• [Task objective]: Copy every line of the records below word for word, omitting the pictures.

□ □ □

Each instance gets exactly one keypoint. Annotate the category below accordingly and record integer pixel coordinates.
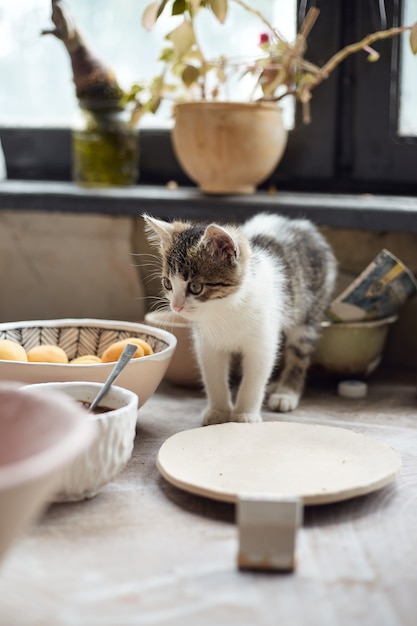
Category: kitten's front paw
(246, 418)
(212, 416)
(283, 401)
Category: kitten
(258, 291)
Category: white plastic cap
(352, 389)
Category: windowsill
(364, 212)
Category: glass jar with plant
(104, 135)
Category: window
(360, 138)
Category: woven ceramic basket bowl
(89, 336)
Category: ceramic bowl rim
(360, 323)
(166, 324)
(159, 333)
(132, 398)
(55, 455)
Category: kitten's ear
(158, 231)
(220, 242)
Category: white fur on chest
(252, 314)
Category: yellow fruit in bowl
(140, 342)
(12, 351)
(47, 353)
(113, 352)
(86, 359)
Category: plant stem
(259, 15)
(340, 56)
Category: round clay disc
(318, 464)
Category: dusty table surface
(144, 552)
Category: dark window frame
(348, 147)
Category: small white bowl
(110, 451)
(183, 368)
(39, 436)
(89, 336)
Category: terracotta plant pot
(228, 147)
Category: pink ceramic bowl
(39, 436)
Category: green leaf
(219, 8)
(413, 39)
(183, 38)
(190, 75)
(161, 7)
(167, 55)
(179, 7)
(150, 15)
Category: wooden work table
(144, 552)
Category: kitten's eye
(166, 283)
(195, 288)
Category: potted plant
(227, 146)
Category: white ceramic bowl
(183, 368)
(39, 436)
(89, 336)
(352, 348)
(111, 449)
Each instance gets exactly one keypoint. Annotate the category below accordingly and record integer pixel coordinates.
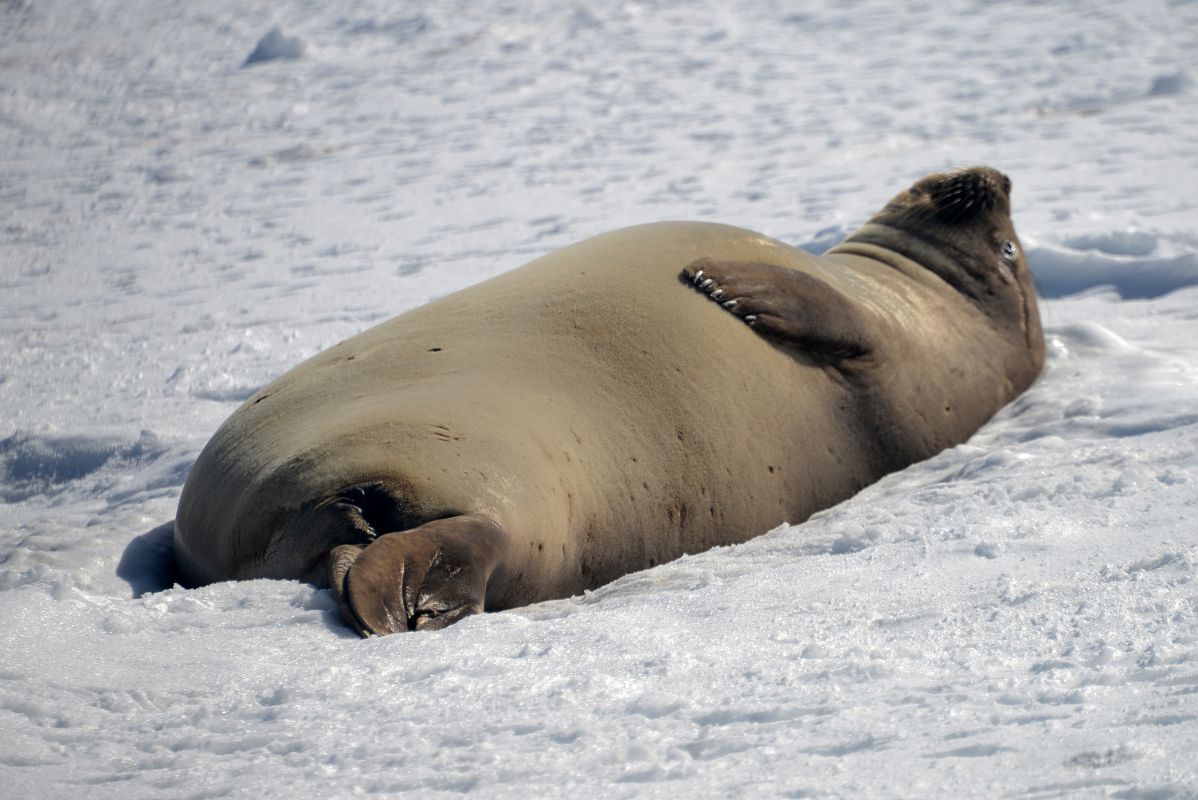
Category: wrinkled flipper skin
(797, 309)
(424, 579)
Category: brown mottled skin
(591, 413)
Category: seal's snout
(963, 194)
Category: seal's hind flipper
(792, 307)
(423, 579)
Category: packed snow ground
(180, 223)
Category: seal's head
(958, 226)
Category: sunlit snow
(1016, 617)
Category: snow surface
(1015, 617)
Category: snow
(1015, 617)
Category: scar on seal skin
(591, 414)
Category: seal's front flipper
(423, 579)
(798, 309)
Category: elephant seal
(591, 413)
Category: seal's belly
(588, 399)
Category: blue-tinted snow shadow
(1059, 271)
(147, 563)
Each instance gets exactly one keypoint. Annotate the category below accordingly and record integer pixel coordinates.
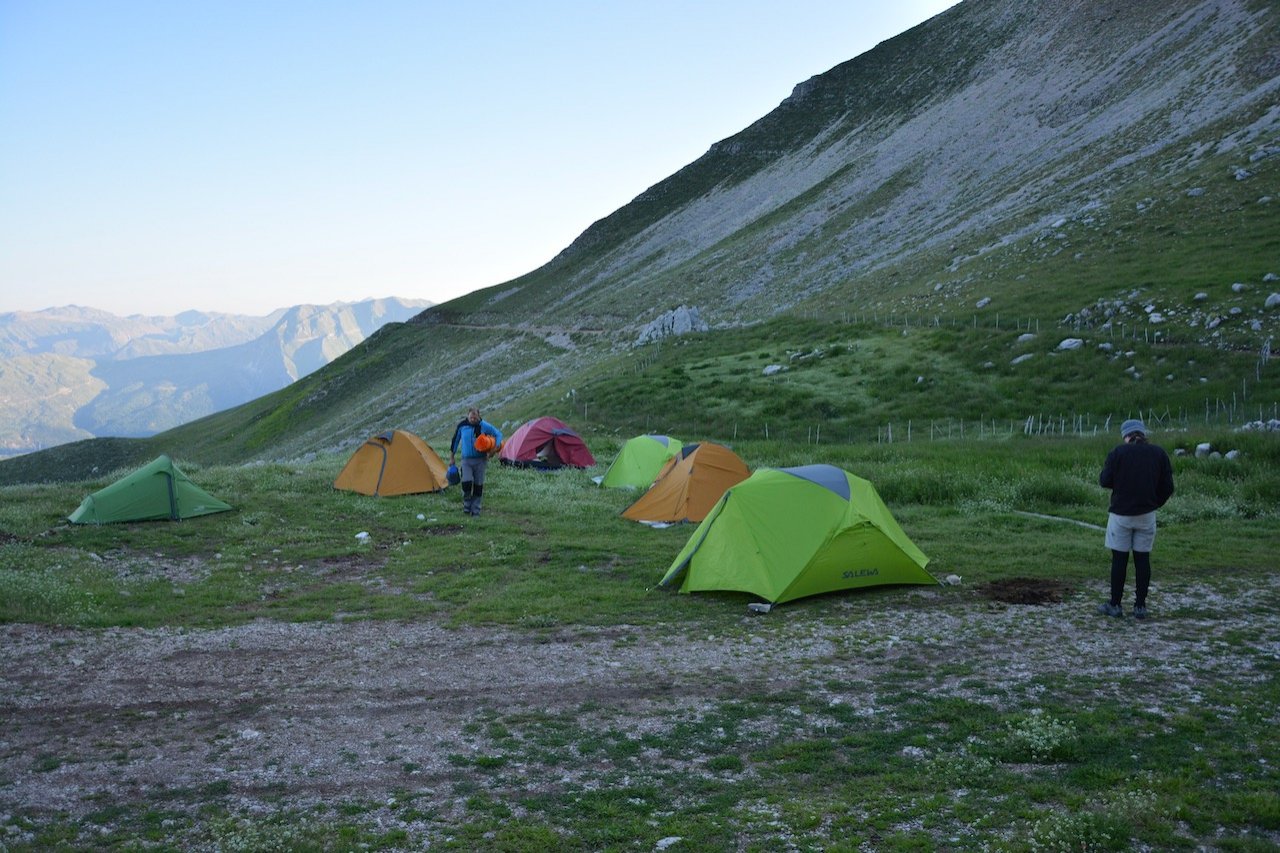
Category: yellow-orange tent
(393, 463)
(689, 484)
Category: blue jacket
(465, 438)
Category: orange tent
(689, 484)
(393, 463)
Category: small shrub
(1042, 738)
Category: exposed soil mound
(1025, 591)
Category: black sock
(1141, 576)
(1119, 569)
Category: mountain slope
(987, 122)
(908, 236)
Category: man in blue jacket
(474, 460)
(1141, 479)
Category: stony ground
(269, 716)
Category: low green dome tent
(155, 491)
(785, 533)
(640, 460)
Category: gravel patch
(292, 715)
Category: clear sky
(245, 155)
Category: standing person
(475, 438)
(1141, 479)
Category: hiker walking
(1141, 479)
(475, 439)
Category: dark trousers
(1141, 575)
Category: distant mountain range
(913, 235)
(73, 373)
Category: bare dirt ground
(278, 716)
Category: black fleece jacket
(1139, 475)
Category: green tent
(640, 460)
(792, 532)
(155, 491)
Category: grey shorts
(472, 469)
(1130, 532)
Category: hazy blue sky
(243, 155)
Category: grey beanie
(1132, 425)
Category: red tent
(545, 442)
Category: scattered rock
(680, 320)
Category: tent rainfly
(155, 491)
(393, 463)
(689, 484)
(545, 443)
(792, 532)
(639, 461)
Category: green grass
(289, 550)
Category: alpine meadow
(951, 265)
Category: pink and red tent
(545, 442)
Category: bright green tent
(155, 491)
(792, 532)
(640, 460)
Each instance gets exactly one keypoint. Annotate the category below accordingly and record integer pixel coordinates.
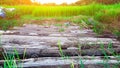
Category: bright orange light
(55, 1)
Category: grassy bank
(101, 17)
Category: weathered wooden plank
(36, 52)
(77, 62)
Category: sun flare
(55, 1)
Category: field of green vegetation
(101, 17)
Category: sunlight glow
(55, 1)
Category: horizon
(55, 1)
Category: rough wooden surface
(46, 41)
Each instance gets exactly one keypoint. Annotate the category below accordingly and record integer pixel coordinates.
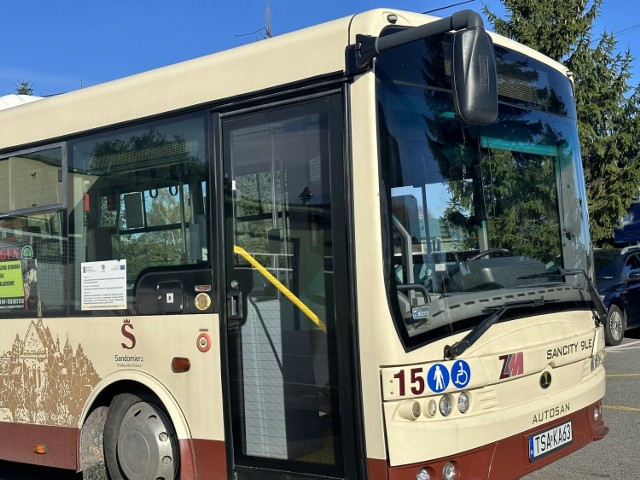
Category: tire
(614, 326)
(140, 442)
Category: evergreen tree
(24, 88)
(608, 107)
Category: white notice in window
(104, 285)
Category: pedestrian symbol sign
(438, 378)
(460, 373)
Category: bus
(359, 250)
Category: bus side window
(140, 197)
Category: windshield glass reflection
(474, 210)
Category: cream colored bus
(360, 250)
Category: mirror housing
(473, 77)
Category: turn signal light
(180, 365)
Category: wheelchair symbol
(460, 373)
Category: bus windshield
(477, 216)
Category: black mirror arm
(367, 48)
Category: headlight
(423, 474)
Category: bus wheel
(139, 440)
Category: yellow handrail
(276, 283)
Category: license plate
(550, 440)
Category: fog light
(423, 474)
(463, 402)
(410, 410)
(432, 408)
(446, 405)
(449, 471)
(597, 359)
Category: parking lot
(616, 456)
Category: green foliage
(24, 88)
(607, 106)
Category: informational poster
(11, 286)
(18, 278)
(104, 285)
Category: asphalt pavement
(614, 457)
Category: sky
(64, 45)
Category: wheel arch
(133, 381)
(94, 416)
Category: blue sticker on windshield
(460, 373)
(438, 377)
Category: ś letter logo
(126, 326)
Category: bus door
(283, 275)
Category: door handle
(234, 306)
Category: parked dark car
(618, 284)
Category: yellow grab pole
(276, 283)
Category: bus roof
(286, 59)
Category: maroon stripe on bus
(206, 457)
(508, 458)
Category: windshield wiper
(458, 348)
(601, 310)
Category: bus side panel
(18, 444)
(209, 456)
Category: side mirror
(474, 77)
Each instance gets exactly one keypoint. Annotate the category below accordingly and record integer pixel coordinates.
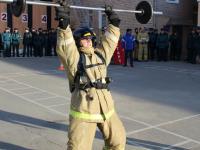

□ □ □

• [Output below]:
Each instance gets exactly one keypoint. Annotate the category below accordingly and record integer pixel coordinates.
Category: kitten's front paw
(246, 418)
(212, 416)
(283, 401)
Category: kitten
(258, 291)
Category: white plastic cap
(352, 389)
Category: windowsill
(364, 212)
Category: glass jar with plant
(104, 135)
Category: window
(360, 138)
Category: woven ceramic basket bowl
(89, 336)
Category: ceramic bowl rim
(360, 323)
(166, 324)
(159, 333)
(132, 398)
(55, 455)
Category: kitten's ear
(158, 231)
(220, 242)
Category: white fur on chest
(252, 314)
Category: yellow fruit in bowl
(140, 342)
(12, 351)
(47, 353)
(113, 352)
(86, 359)
Category: plant stem
(259, 15)
(340, 56)
Category: round clay disc
(318, 464)
Category: dusty table surface
(144, 552)
Category: dark window frame
(348, 147)
Category: small white bowl
(110, 451)
(183, 368)
(39, 436)
(89, 336)
Category: terracotta plant pot
(228, 147)
Category: pink ceramic bowl
(39, 436)
Category: green leaf
(219, 8)
(413, 39)
(183, 38)
(190, 75)
(161, 7)
(167, 55)
(179, 7)
(150, 15)
Category: wooden work table
(144, 552)
Category: kitten's eye
(166, 283)
(195, 288)
Category: potted plant
(227, 146)
Category: white ceramic bowl
(183, 368)
(39, 436)
(89, 336)
(352, 348)
(111, 449)
Each instance gets exactly one keypoint. Annotate the category below accordingly and record integer pixel coordinates.
Category: wrinkled flipper skin
(797, 309)
(424, 579)
Category: brown mottled skin
(591, 413)
Category: seal's snout
(963, 194)
Category: seal's hind flipper
(792, 307)
(423, 579)
Category: packed snow ground
(180, 223)
Category: seal's head
(958, 226)
Category: sunlit snow
(1016, 617)
Category: snow surface
(1015, 617)
Category: snow
(1015, 617)
Category: scar on seal skin
(591, 414)
Category: seal's front flipper
(423, 579)
(798, 309)
Category: elephant seal
(591, 413)
Category: seal's belly
(588, 399)
Category: blue-tinted snow shadow
(1059, 271)
(147, 563)
Each instance gets exactly one keypoint. Annotate the category below accordingly and record integer pixel coordinates.
Category: yellow-orange tent
(393, 463)
(689, 484)
Category: blue jacket
(465, 438)
Category: orange tent
(689, 484)
(393, 463)
Category: small shrub
(1042, 738)
Category: exposed soil mound
(1025, 591)
Category: black sock
(1141, 576)
(1119, 569)
Category: mountain slope
(987, 122)
(908, 236)
Category: man in blue jacket
(474, 460)
(1141, 479)
Category: stony ground
(269, 716)
Category: low green dome tent
(155, 491)
(785, 533)
(640, 460)
Category: gravel patch
(292, 715)
Category: clear sky
(245, 155)
Category: standing person
(475, 438)
(1141, 479)
Category: hiker walking
(1141, 479)
(475, 439)
Category: dark trousers
(1141, 575)
Category: distant mountain range
(913, 235)
(73, 373)
Category: bare dirt ground
(278, 716)
Category: black fleece jacket
(1139, 475)
Category: green tent
(640, 460)
(792, 532)
(155, 491)
Category: grey shorts
(472, 469)
(1130, 532)
Category: hazy blue sky
(243, 155)
Category: grey beanie
(1132, 425)
Category: red tent
(545, 442)
Category: scattered rock
(680, 320)
Category: tent rainfly
(155, 491)
(393, 463)
(689, 484)
(545, 443)
(792, 532)
(639, 461)
Category: green grass
(289, 550)
Category: alpine meadow
(951, 265)
Category: pink and red tent
(545, 442)
Category: bright green tent
(155, 491)
(792, 532)
(640, 460)
Each instance gets exactly one keypoint. Annotate the category below accordingly and record integer pixel coordinates.
Category: bright orange light
(55, 1)
Category: grassy bank
(101, 17)
Category: weathered wooden plank
(36, 52)
(77, 62)
Category: sun flare
(55, 1)
Category: field of green vegetation
(101, 17)
Category: sunlight glow
(55, 1)
Category: horizon
(55, 1)
Category: rough wooden surface
(46, 41)
Each instance gets exactly one keypoint. Annotate the category below accordingly and record integer pixel coordinates.
Category: tire
(614, 326)
(140, 442)
Category: evergreen tree
(24, 88)
(608, 107)
Category: white notice in window
(104, 285)
Category: pedestrian symbol sign
(438, 378)
(460, 373)
Category: bus
(359, 250)
Category: bus side window
(140, 197)
Category: windshield glass reflection
(474, 210)
Category: cream colored bus
(360, 250)
Category: mirror housing
(473, 77)
Category: turn signal light
(180, 365)
Category: wheelchair symbol
(460, 373)
Category: bus windshield
(477, 216)
Category: black mirror arm
(367, 48)
Category: headlight
(423, 474)
Category: bus wheel
(139, 440)
Category: yellow handrail
(276, 283)
Category: license plate
(550, 440)
Category: fog light
(423, 474)
(463, 402)
(410, 410)
(432, 408)
(446, 405)
(449, 471)
(597, 359)
Category: parking lot
(616, 456)
Category: green foliage
(24, 88)
(607, 106)
Category: informational poster
(11, 286)
(18, 278)
(104, 285)
Category: asphalt pavement
(614, 457)
Category: sky
(64, 45)
Category: wheel arch
(133, 381)
(94, 416)
Category: blue sticker on windshield
(460, 373)
(438, 377)
Category: ś letter logo
(126, 326)
Category: bus door
(283, 275)
Category: door handle
(234, 306)
Category: parked dark car
(618, 284)
Category: yellow grab pole
(276, 283)
Category: bus roof
(286, 59)
Category: maroon stripe on bus
(206, 457)
(508, 458)
Category: windshield wiper
(458, 348)
(601, 310)
Category: bus side panel
(18, 444)
(209, 456)
Category: side mirror
(474, 77)
Each instance gets exactly one keypoint. Annotate the category below accordingly and record integer pixel coordinates.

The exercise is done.